▸ **EXTRACTED TEXT**
________________
Application: Glorify the Lord in song, in prayer and in your personal devotions as a preventative medicine for presuming on God when things do not go your way. You will find you will be less likely to grow angry or to worry when things happen that do not make any sense at the time.

8. Do not take criticisms or disappointments too personally. Know that God will give you sufficient grace for whatever hardship you may have to undergo. Remember, Paul, the writer of this letter, had to bear up under a terrible thorn in the flesh, but he wrote, “When I am weak than I am strong, the less I have the more I depend on Him. For His grace is sufficient for me.” (2 Cor. 12:9,10)

9. Know that your heavenly Father knows best.

Example: Back in the 50’s there was a popular showed starring Robert Young called, “Father Knows Best.” The whole point of the show was to explain that even though children do not agree with their earthly father they need to resign themselves to the fact that often our father knows what is best. In a greater way we need to rest in the fact that our heavenly Father always knows what is best, not just for us as individuals but also for our church, our nation, our school, and our community and our world.

Example: Remember the song, “This is my Father’s world. And to my listening ears. All nature sings and round me rings, the music of the spheres. This is my Father’s world, why should my heart be sad.”
________________
▸ **STUDY MATERIAL**
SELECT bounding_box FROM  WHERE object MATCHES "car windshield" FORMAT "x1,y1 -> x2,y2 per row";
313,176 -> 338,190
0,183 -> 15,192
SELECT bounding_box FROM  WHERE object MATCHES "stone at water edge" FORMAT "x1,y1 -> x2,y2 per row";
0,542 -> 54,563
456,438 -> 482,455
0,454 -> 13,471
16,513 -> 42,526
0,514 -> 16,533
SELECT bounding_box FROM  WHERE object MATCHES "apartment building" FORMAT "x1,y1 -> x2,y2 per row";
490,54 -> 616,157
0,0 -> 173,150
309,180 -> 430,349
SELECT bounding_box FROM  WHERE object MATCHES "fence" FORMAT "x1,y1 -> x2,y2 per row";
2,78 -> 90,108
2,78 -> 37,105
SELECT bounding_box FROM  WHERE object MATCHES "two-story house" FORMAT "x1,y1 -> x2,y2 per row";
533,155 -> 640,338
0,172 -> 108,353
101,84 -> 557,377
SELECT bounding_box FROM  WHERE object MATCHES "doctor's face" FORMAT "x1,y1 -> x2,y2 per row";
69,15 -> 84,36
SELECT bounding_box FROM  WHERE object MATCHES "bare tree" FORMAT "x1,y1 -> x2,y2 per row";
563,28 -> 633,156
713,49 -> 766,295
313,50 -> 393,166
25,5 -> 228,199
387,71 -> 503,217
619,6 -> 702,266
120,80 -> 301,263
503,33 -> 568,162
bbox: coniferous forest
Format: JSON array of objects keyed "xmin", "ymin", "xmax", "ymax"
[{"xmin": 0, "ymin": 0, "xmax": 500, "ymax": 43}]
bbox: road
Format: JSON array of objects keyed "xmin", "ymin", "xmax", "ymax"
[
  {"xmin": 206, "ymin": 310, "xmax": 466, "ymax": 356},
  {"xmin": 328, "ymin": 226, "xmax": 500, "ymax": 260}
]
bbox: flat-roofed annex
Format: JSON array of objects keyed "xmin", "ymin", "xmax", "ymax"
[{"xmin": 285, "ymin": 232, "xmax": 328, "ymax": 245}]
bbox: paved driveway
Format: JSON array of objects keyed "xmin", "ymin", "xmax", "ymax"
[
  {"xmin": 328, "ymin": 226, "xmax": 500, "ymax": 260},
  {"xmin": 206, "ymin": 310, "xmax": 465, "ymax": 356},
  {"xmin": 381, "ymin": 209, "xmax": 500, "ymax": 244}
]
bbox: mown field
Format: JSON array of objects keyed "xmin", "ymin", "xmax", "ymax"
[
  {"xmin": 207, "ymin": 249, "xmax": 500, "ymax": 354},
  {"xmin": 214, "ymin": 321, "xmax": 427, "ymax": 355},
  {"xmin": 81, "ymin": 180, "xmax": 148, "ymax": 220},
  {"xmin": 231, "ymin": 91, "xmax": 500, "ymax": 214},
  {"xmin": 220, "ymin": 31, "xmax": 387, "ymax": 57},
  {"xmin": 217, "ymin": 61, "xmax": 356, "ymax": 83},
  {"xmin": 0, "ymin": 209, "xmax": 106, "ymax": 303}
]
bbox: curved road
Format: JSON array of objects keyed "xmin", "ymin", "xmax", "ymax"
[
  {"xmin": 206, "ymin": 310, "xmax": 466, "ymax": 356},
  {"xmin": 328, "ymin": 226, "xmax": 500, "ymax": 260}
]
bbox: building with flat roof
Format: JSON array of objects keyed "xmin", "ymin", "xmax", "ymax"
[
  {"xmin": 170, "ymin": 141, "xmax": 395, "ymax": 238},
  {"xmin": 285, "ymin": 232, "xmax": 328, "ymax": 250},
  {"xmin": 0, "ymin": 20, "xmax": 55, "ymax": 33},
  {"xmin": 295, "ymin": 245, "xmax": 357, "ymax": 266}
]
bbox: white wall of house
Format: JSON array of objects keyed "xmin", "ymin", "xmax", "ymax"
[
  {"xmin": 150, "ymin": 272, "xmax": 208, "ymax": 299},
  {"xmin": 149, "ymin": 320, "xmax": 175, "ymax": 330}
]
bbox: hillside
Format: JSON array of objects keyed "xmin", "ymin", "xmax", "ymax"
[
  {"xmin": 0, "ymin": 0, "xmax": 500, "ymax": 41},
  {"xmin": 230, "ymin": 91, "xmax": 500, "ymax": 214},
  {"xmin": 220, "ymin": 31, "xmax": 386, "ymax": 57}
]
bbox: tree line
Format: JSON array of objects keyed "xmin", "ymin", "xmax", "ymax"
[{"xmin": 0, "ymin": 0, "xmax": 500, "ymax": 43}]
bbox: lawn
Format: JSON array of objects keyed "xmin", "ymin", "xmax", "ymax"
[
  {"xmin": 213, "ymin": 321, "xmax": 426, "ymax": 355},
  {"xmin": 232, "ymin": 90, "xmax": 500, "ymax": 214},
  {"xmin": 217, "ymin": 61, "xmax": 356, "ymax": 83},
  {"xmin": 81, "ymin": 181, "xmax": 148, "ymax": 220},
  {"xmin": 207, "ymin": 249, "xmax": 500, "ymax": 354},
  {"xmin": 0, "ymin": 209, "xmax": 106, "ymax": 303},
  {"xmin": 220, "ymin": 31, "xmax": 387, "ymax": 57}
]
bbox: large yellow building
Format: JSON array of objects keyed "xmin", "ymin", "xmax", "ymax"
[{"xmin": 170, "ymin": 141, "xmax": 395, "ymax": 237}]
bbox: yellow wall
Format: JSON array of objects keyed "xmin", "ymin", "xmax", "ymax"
________________
▸ **TASK REQUIREMENTS**
A. In the sermon excerpt, rewrite the part that opens with the words containing "Application: Glorify the" and closes with "heavenly Father knows best.", putting "strength" in place of "grace".
B. Check each statement against the sermon excerpt and answer yes or no, quoting the words that settle it: (i) The show "Father Knows Best" starred Robert Young. (ii) Paul is named as the writer of the letter. (iii) The show "Father Knows Best" was popular in the 1970s.
C. Answer these questions from the sermon excerpt:
(i) In what three ways should one glorify the Lord?
(ii) What did Paul have to bear up under?
(iii) What is the opening line of the song it asks you to remember?

▸ **SOLUTIONS BELOW**
A.
Application: Glorify the Lord in song, in prayer and in your personal devotions as a preventative medicine for presuming on God when things do not go your way. You will find you will be less likely to grow angry or to worry when things happen that do not make any sense at the time.

8. Do not take criticisms or disappointments too personally. Know that God will give you sufficient strength for whatever hardship you may have to undergo. Remember, Paul, the writer of this letter, had to bear up under a terrible thorn in the flesh, but he wrote, “When I am weak than I am strong, the less I have the more I depend on Him. For His strength is sufficient for me.” (2 Cor. 12:9,10)

9. Know that your heavenly Father knows best.

B.
(i) Yes: "starring Robert Young called, “Father Knows Best.”"
(ii) Yes: "Paul, the writer of this letter"
(iii) No: "Back in the 50’s"

C.
(i) In song, in prayer and in personal devotions.
(ii) A terrible thorn in the flesh.
(iii) "This is my Father’s world."